Code Style Guidelines

  • File format: Emacs Lisp with lexical-binding: t in first line
  • Headers: Include standard copyright, GPL license, commentary section
  • Imports: Use require for dependencies, declare-function for external functions
  • Naming: Kebab-case with ekg- prefix for public functions, ekg-- for private
  • Functions: Use cl-defun with keyword args when appropriate, docstrings required
  • Variables: Use defcustom for user options with :type and :group
  • Constants: Use defconst with ekg- prefix
  • Tests: Use ekg-deftest macro (sets up temp DB), place in *-test.el files
  • Errors: Use error for user-facing messages, warn for recoverable issues
  • Formatting: Standard Emacs Lisp indentation, max ~80 chars per line
  • Comments: Use ;;; Code: section headers, ;; for inline comments

What is EKG

EKG is a notetaking application for Emacs, which stores everything in SQLite in a triples database (a dependency of this package).

All functionality is documented in the file //doc/ekg.org, which should be consulted before changing anything.

Data Model

  • Notes are stored in SQLite via the triples library (subject-predicate-object format)
  • Each note has: ID, text content, mode, tags, timestamps, and optional resources (URLs/files)
  • Tags can have prefixes (e.g., "date/2024-01-01", "doc/filename", "person/username"), the prefixes can be meaningful on their own.
  • Notes support different major modes (org-mode, markdown-mode, text-mode)

Key Concepts

  1. Tag-centric design: Notes are primarily organized by tags rather than titles
  2. Metadata editing: Special metadata section at top of notes for editing tags and properties
  3. Resource notes: Notes can be attached to files or URLs
  4. Templates: Note creation can use templates based on tags
  5. Inline commands: Support for transclusion and other dynamic content
  6. Semantic search: Optional embedding-based search via LLM providers

All functionality is explained in depth in doc/ekg.org.. Read this to understand how functionality is supposed to work before modifying it.

To modify documentation, just modify doc/ekg.org. This is then exported to texinfo to generate the other formats in this directory.
============================================================
- [USING THE INFORMATION]:
[1] List the key concepts that the EKG guidelines name under "Key Concepts."
[2] According to the EKG guidelines, which macro should tests use?

- [DATA BLOCK]:
============================================================
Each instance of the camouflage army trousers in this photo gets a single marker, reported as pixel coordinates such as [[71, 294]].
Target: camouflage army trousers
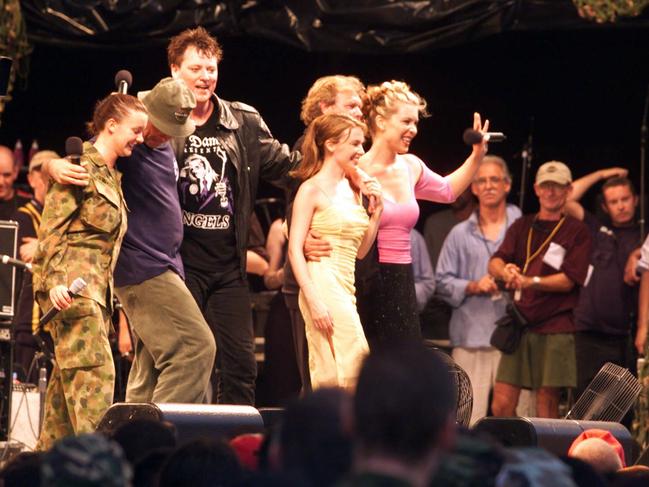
============================================================
- [RESPONSE LIST]:
[1] Tag-centric design, metadata editing, resource notes, templates, inline commands, semantic search

[2] The ekg-deftest macro, which sets up a temporary database.